→ **About this exercise**
Go through the records underneath and write each one out again exactly.

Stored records
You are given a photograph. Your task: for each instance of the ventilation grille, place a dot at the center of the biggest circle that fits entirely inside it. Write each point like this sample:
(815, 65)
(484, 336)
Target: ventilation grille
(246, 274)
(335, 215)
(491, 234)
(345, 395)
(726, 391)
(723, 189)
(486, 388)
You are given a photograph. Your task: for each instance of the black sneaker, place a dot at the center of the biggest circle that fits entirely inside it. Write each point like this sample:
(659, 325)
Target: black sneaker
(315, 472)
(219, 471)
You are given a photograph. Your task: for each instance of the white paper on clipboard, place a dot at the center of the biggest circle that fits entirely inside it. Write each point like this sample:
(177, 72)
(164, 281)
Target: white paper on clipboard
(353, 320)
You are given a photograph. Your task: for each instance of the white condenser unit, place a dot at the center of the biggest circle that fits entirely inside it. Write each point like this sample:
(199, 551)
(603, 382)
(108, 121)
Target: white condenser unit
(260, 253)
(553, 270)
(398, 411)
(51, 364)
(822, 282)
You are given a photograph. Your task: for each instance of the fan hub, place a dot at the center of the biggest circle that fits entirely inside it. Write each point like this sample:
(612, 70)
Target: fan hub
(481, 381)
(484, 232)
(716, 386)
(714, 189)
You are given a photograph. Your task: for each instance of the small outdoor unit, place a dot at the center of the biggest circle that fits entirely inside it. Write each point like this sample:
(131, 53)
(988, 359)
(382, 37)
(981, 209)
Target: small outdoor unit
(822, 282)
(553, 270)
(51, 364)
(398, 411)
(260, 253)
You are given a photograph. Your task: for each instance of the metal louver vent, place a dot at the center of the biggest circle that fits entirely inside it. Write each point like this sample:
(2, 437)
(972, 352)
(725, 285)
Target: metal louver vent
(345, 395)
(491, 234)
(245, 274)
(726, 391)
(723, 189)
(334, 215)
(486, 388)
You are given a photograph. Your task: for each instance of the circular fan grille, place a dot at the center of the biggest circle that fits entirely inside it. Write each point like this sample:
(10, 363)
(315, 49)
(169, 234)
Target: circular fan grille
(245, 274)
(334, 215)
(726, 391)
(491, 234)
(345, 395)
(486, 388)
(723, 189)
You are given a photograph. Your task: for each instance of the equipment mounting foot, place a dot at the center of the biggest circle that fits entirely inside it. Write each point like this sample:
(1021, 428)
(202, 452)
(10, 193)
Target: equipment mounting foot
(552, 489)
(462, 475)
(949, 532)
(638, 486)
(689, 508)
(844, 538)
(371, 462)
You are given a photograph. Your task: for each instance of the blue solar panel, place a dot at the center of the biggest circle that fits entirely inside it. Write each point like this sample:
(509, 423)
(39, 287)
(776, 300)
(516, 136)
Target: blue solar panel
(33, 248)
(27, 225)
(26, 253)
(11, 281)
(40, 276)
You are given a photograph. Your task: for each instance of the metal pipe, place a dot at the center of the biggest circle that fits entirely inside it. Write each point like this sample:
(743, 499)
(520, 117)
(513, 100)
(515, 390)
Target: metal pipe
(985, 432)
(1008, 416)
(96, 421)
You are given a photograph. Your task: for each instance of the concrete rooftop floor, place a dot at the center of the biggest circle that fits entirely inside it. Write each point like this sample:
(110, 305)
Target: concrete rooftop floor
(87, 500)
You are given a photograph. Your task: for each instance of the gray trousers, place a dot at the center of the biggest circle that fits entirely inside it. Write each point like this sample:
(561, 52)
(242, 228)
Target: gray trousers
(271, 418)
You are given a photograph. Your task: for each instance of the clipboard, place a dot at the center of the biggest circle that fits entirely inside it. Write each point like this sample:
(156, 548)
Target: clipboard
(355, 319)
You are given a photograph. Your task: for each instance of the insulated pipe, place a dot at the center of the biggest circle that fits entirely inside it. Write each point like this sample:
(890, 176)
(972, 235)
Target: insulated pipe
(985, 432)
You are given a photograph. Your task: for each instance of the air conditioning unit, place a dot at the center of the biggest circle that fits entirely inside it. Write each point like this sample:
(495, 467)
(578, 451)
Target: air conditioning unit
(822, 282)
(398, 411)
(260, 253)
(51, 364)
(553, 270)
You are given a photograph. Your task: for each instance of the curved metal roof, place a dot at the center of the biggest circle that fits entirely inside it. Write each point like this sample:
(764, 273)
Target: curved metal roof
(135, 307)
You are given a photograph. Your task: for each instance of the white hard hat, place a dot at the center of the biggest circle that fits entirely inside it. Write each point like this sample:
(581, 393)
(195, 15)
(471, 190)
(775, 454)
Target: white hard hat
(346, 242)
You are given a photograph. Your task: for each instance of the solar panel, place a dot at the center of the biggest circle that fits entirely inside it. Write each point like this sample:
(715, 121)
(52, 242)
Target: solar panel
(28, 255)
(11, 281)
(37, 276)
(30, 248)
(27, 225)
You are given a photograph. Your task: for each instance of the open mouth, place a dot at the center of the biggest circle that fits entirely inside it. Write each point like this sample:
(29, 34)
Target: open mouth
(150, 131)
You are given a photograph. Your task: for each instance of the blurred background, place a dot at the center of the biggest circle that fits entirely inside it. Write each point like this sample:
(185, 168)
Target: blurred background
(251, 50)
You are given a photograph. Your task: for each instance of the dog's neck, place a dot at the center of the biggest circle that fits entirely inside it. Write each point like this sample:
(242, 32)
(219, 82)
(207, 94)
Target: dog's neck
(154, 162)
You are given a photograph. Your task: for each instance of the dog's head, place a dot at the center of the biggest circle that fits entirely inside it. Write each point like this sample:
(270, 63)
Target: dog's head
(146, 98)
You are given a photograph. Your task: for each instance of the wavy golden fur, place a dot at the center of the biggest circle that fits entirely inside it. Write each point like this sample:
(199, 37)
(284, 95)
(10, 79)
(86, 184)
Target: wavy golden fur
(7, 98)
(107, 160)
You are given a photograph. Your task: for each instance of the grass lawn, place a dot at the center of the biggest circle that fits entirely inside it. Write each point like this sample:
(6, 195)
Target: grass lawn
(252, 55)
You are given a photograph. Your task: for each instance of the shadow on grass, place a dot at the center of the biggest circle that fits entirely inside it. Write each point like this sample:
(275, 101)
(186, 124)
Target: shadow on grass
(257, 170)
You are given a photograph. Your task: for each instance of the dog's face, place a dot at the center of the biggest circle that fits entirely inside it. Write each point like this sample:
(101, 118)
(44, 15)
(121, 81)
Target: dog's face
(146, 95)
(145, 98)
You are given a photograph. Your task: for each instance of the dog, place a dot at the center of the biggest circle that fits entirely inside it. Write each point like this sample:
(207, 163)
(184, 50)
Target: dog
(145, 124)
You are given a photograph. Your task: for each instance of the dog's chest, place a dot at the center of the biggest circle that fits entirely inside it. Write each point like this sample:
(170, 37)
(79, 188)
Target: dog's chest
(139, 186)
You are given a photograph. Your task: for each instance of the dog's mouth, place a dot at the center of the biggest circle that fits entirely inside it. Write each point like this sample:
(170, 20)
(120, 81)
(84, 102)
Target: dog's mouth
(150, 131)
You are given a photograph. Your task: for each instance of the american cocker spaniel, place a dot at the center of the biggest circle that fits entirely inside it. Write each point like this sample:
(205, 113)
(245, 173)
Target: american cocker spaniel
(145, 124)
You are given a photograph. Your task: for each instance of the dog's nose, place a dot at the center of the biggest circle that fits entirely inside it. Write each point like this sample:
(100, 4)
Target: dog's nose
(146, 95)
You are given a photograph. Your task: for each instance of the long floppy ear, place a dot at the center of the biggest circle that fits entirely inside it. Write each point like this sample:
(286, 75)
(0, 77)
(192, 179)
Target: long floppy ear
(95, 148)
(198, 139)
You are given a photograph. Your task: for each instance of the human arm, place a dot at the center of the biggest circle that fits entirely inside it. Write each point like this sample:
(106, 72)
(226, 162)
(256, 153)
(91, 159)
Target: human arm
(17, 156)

→ **Answer to this problem**
You are given a photograph. Your task: for each instance of the ventilation grille, place a dot at the center of the biggest circle that fits entirely inside it. Write each point like this sample:
(815, 65)
(484, 336)
Target: ventilation grille
(246, 274)
(335, 215)
(491, 234)
(345, 395)
(726, 391)
(723, 189)
(486, 388)
You are given a photograph. Your task: for each instance of the black sneaker, place a dot at the center of the biggest circle that fits entirely inside it. Write each point like this sample:
(659, 325)
Target: black sneaker
(315, 472)
(219, 471)
You are given a photograph. Your task: for each instance of the white paper on clipboard, place a dot at the center of the biggest circle that fits entirely inside it. Write each point like this sample:
(177, 72)
(164, 281)
Target: white paper on clipboard
(353, 320)
You are given a photograph. Your task: for each instance of the white condenser unit, place a dot at the center of the biggest circle that fits entirely inside it. Write each point like this sample:
(199, 551)
(603, 382)
(108, 121)
Target: white condenser unit
(260, 253)
(553, 270)
(398, 411)
(51, 364)
(822, 282)
You are given a photograph. Your task: for each instance of the fan hub, place a dot at the center of the biggest circle that fits entirely inside it. Write each point like this sample:
(612, 70)
Target: fan hub
(481, 381)
(484, 232)
(716, 386)
(714, 189)
You are given a photograph. Your task: for each instance of the small outdoor unit, place a dot at the center of the biggest circle that fits entirely inside it. Write each point like this sample:
(131, 53)
(988, 359)
(382, 37)
(981, 209)
Target: small outdoor unit
(822, 282)
(553, 270)
(51, 364)
(398, 411)
(260, 253)
You are given a photograph. Your task: for each instance of the metal louver vent, place a dot at the center of the biggest circle that fits entirely inside it. Write each point like this sample:
(2, 437)
(972, 352)
(725, 285)
Target: metal louver vent
(345, 395)
(491, 234)
(245, 274)
(726, 391)
(723, 189)
(334, 215)
(486, 388)
You are given a photograph. Your task: for each instance of the circular fan grille, place a dot at the center of the biggest circle that fits entirely inside it. Write each point like this sample:
(10, 363)
(315, 49)
(169, 234)
Target: circular fan grille
(245, 274)
(334, 215)
(726, 391)
(491, 234)
(345, 395)
(486, 388)
(723, 189)
You are given a photograph. Your task: for each instance of the equipment mounting foot, place a dot at the center of the biggest circle that fits entirely inside it. Write each point like this sample:
(1021, 428)
(202, 452)
(10, 193)
Target: equipment mounting foot
(552, 489)
(462, 475)
(949, 532)
(638, 486)
(689, 508)
(844, 538)
(371, 462)
You are given a photograph. Your task: for each instance of the blue solar panel, place a dot at the center of the biggest circle that fits entirely inside it. Write each point like this sample:
(509, 423)
(39, 287)
(776, 300)
(516, 136)
Target: blue solar panel
(33, 248)
(27, 225)
(26, 253)
(11, 281)
(40, 276)
You are given a photograph. Your task: for each instance of the metal pipe, place a dot at the center of the biggest circle that fits entirely inside it. Write each point like this sample:
(743, 499)
(520, 117)
(513, 100)
(515, 390)
Target: metal pipe
(985, 432)
(1008, 416)
(96, 421)
You are given a photograph. Your task: for each instance of the concrete rooftop floor, place a dot at the center of the biggest circle that fits entirely inside it. Write each point like this sample:
(110, 305)
Target: concrete rooftop floor
(87, 500)
You are given a photograph. Your task: for each instance of the gray trousers, place a dot at the center of the biggest circle that fits entirely inside it. Write each point like this sample:
(561, 52)
(242, 228)
Target: gray trousers
(271, 418)
You are given a photograph. Your task: for each instance of the clipboard, place a dot at the center of the biggest circle that fits entirely inside it. Write each point like this sample:
(156, 548)
Target: clipboard
(355, 319)
You are given a photograph. Your task: for each instance of the insulated pipe, place a dot at the center of the biggest circle that fits entirely inside it. Write each point like this sample:
(890, 176)
(972, 235)
Target: insulated pipe
(985, 432)
You are given a photograph. Your task: for each instance of the air conditioning unit, place a dot at the center of the biggest circle that fits entirely inside it. Write each point like this sample:
(495, 467)
(578, 451)
Target: air conditioning unit
(822, 282)
(398, 411)
(260, 253)
(51, 364)
(553, 270)
You are given a photograph. Your task: for each instance of the curved metal roof, place a dot at the center of the biggest circle that fits entirely inside it. Write each point like this sample:
(764, 273)
Target: curved metal roof
(135, 307)
You are given a photograph. Your task: for each instance of the white hard hat, place a dot at the center of the biggest circle that fits entirely inside it. Write each point like this sample:
(581, 393)
(195, 15)
(471, 190)
(775, 454)
Target: white hard hat
(346, 242)
You are given a photograph. Your task: for each instance of the solar panel, place a dot at the center of the biggest circle that fits entirely inside it. Write each point like this sample:
(715, 121)
(52, 242)
Target: solar panel
(28, 255)
(11, 281)
(37, 276)
(30, 248)
(27, 225)
You are given a photograph. Your task: for each instance of the open mouth, place a dot at the center of the biggest circle that fits entirely inside it. Write each point like this sample:
(29, 34)
Target: open mouth
(150, 131)
You are given a photograph. Your task: for each instance of the blurred background, place a dot at the center of the biggest circle that fits entirely inside it. Write each point like this sample:
(185, 168)
Target: blurred background
(251, 50)
You are given a photograph. Your task: for each instance of the dog's neck, place a dot at the center of the biggest circle that fits entirely inside it. Write each point like this sample:
(242, 32)
(219, 82)
(207, 94)
Target: dog's neck
(154, 162)
You are given a photograph. Your task: for each instance of the dog's head, place a dot at the center of the biggest circle that fits entirely inside it. Write each point like this sample:
(270, 63)
Target: dog's head
(146, 98)
You are given a photograph. Your task: for each instance of the wavy golden fur, place a dot at the center of the biggest circle that fits entirely inside it. Write each point like this sample:
(199, 37)
(284, 95)
(10, 79)
(86, 184)
Target: wavy golden fur
(7, 98)
(107, 160)
You are given a photograph. Your task: for each instance of the grass lawn, place a dot at the center of the biggest circle that fits entirely inside it. Write each point like this sample:
(6, 195)
Target: grass lawn
(252, 55)
You are given a photograph. Your task: for each instance of the shadow on grass, place a dot at the center of the biggest circle that fits entirely inside it. Write each point like this sample:
(275, 101)
(186, 124)
Target: shadow on grass
(257, 170)
You are given a photograph. Your task: for each instance of the dog's face, place a dot at the center of the biggest circle that fits entirely inside it. Write each point like this sample:
(101, 118)
(44, 15)
(121, 81)
Target: dog's face
(146, 95)
(145, 98)
You are given a photograph. Your task: for each instance of the dog, place a dot at the center of the biggest circle that fits entirely inside it. Write each point like this sample:
(207, 163)
(184, 50)
Target: dog
(145, 124)
You are given a photograph. Your task: for each instance of the dog's chest, place a dot at the center of the biggest circle that fits entirely inside it. Write each point like this sample:
(170, 37)
(79, 188)
Target: dog's chest
(139, 186)
You are given a photograph. Your task: for each instance of the dog's mouth, place a dot at the center of the biggest circle that fits entirely inside it. Write each point like this sample:
(170, 20)
(120, 81)
(84, 102)
Target: dog's mouth
(150, 131)
You are given a photograph. Your task: for each instance of the american cocker spaniel, place a dot at the center of the biggest circle that fits entirely inside it. Write each point like this sample:
(205, 113)
(245, 173)
Target: american cocker spaniel
(145, 124)
You are given a photograph. Your task: for each instance of the dog's nose, place a dot at the center of the biggest circle that fits entirely inside it. Write each point like this sample:
(100, 4)
Target: dog's nose
(146, 95)
You are given a photograph. Your task: for each instance of the long floppy ear, place a dot at the center of the biggest circle that fits entirely inside it. Write each point like this sample:
(286, 75)
(0, 77)
(192, 179)
Target: long floppy ear
(95, 148)
(198, 139)
You are given a photograph. Your task: for each instance of the human arm, place a dot at the center of the biggest circle that fits entirely inside it. Write each point like this sample:
(106, 72)
(226, 162)
(256, 153)
(91, 159)
Target: human arm
(17, 156)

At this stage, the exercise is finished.